**PASSAGE SHOWN**
--------------------------------

View solution in original post

Explorer

Russ,

 

thank you so much for your help. Unfortunately it did not work in my case.

Could, please, tell me, when and if you have time, which principals did you create on Isilon?

Did you go with recommended or you had to create something special?

I will really, really appreciate your response and help.

If one googles this problem, one would find that you seems to be the only person who made it to work.

And we are getting pretty desperate over here.

 

Regards,

Igor Kiselev.

Isilon currently only supports the hdfs SPN so you just need to validate the hdfs/<realm fqdn>  for kerberos access, this is not created automatically and needs manually creating.

 

 

 

moby1-1# isi auth ads spn list --domain=foo.com
SPNs registered for MOBY1$:
hdfs/moby2.foo.com
HOST/moby2
HOST/moby2.foo.com

 

moby2.foo.com is my Smartconnect Zone name 

 

hdfs-site.xml

<property>
<name>dfs.namenode.kerberos.principal</name>
<value>hdfs/moby2.foo.com@FOO.COM</value>
</property>


<property>
<name>dfs.datanode.kerberos.principal</name>
<value>hdfs/moby2.foo.com@FOO.COM</value>
</property>

 

 

yarn-site.xml

 

<property>
<name>dfs.namenode.kerberos.principal</name>
<value>hdfs/moby2.foo.com@FOO.com</value>
</property>
<property>
<name>dfs.datanode.kerberos.principal</name>
<value>hdfs/moby2.foo.com@FOO.com</value>
</property>

 

 

 

 

 

moby1-1# isi zone zones view --zone=cloudera
Name: cloudera
Path: /ifs/cloudera
Cache Size: 9.54M
Map Untrusted:
Auth Providers: lsa-activedirectory-provider:FOO.COM, lsa-ldap-provider:foo_ldap_AD
NetBIOS Name:
All Auth Providers: No
User Mapping Rules: -
Home Directory Umask: 0077
Skeleton Directory: /usr/share/skel
Audit Success: create, delete, rename, set_security, close
Audit Failure: create, delete, rename, set_security, close
HDFS Authentication: kerberos_only
HDFS Root Directory: /ifs/cloudera/hdfs
WebHDFS Enabled: Yes
HDFS Ambari Server:
HDFS Ambari Namenode:
Syslog Forwarding Enabled: No
Syslog Audit Events: create, delete, rename, set_security
Zone ID: 6

 

 

keep me posted, it took me a while to work through this.

 

russ

Explorer

Russ,

 

thank you very much for your help. We got it working.

It was hadoop.security.token.service.use_ip property value.

Isilon documentation explicitely says to set it to false and this

breaks mapred job. We discovered it by accident.

Somebody forgot it to set on one cluster and mapred worked on this cluster,

since default is true.

 

Regards,

Igor Kiselev.

Great news!

 

Can you let me know which Isilon document you found this in?

 

 

Thanks!

--------------------------------

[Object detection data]
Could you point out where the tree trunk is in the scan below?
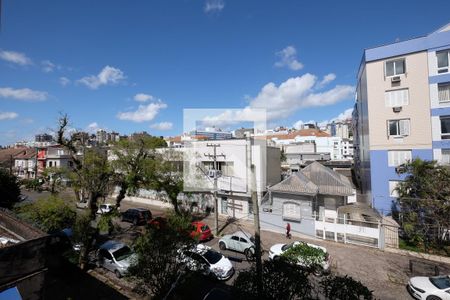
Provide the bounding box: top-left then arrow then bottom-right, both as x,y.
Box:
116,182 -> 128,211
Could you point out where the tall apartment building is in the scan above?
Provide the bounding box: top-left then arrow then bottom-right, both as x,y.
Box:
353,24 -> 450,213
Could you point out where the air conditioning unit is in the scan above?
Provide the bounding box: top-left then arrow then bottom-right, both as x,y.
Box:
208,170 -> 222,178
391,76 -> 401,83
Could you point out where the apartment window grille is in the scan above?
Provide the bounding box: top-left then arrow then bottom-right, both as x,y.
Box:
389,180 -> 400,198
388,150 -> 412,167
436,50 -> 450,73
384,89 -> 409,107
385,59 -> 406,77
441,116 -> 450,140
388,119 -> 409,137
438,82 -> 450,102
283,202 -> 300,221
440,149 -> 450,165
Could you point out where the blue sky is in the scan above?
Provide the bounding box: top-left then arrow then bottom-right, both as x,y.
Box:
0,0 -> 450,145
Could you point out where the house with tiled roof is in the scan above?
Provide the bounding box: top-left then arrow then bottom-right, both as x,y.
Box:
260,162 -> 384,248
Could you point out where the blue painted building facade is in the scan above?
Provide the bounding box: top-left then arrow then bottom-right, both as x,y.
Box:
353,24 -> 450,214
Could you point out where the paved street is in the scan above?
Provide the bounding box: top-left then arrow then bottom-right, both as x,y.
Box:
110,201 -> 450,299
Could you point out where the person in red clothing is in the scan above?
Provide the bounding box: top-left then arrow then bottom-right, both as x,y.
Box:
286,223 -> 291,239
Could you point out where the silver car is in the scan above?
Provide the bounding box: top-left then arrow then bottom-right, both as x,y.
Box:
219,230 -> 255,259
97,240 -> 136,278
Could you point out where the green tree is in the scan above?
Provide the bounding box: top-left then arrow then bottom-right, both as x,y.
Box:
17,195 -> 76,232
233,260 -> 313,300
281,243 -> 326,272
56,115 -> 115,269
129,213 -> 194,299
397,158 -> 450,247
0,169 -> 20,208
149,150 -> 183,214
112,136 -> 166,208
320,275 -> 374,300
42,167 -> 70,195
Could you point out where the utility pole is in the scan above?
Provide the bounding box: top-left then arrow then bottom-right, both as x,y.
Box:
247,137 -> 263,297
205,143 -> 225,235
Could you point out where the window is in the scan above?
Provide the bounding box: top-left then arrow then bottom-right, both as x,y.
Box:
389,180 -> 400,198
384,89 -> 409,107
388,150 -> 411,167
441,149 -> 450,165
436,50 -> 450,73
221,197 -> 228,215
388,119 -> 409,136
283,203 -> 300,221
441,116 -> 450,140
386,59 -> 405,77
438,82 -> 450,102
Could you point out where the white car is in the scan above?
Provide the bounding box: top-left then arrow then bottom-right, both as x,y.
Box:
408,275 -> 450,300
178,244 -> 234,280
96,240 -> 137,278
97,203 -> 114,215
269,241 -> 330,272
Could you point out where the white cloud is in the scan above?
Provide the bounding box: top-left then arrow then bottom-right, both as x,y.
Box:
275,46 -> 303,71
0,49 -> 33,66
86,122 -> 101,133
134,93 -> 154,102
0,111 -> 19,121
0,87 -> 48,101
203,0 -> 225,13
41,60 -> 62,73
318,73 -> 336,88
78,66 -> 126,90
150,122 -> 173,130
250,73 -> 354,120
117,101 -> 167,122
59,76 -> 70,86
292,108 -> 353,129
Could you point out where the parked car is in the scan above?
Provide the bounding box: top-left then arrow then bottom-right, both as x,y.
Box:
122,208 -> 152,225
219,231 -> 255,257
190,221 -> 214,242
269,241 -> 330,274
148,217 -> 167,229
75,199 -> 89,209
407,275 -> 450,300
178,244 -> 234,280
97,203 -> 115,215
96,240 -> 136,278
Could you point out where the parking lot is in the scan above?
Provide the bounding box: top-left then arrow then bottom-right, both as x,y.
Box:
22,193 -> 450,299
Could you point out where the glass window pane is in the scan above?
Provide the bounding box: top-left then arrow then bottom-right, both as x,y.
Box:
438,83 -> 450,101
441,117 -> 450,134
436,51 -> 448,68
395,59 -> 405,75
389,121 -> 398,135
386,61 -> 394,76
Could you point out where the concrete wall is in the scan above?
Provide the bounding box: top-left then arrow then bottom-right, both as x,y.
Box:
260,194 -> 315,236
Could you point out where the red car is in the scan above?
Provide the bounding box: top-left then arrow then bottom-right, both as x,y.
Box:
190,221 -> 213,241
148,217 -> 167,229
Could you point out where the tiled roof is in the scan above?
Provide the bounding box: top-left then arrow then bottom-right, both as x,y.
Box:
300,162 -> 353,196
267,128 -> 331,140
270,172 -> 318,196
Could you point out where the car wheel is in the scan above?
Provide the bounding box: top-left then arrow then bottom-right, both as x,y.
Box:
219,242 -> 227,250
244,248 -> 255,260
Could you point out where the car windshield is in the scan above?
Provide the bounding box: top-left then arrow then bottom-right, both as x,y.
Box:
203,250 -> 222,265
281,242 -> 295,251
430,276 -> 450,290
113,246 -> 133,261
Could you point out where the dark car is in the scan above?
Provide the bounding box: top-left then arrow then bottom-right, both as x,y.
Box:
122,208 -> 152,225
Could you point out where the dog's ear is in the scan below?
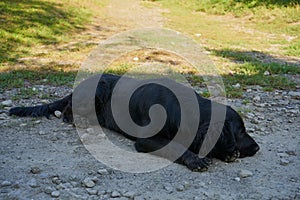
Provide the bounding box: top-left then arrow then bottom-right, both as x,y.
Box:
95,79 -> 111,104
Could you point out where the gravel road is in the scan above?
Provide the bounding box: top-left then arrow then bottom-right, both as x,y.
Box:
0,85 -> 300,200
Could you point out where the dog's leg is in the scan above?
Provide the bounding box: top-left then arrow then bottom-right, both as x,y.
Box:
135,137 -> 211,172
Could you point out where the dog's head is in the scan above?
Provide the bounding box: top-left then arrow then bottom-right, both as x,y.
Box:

--------------------------------

**JOB 1**
Answer these questions about the forum thread:
(a) Which SPN does Isilon currently support?
(b) What value is shown for HDFS Authentication in the cloudera zone?
(c) Which property value turned out to be the cause of the problem?
**JOB 2**
From the forum thread, list every SPN registered for MOBY1$.

**TASK RESULT 1**
(a) The hdfs SPN.
(b) kerberos_only
(c) hadoop.security.token.service.use_ip

**TASK RESULT 2**
hdfs/moby2.foo.com
HOST/moby2
HOST/moby2.foo.com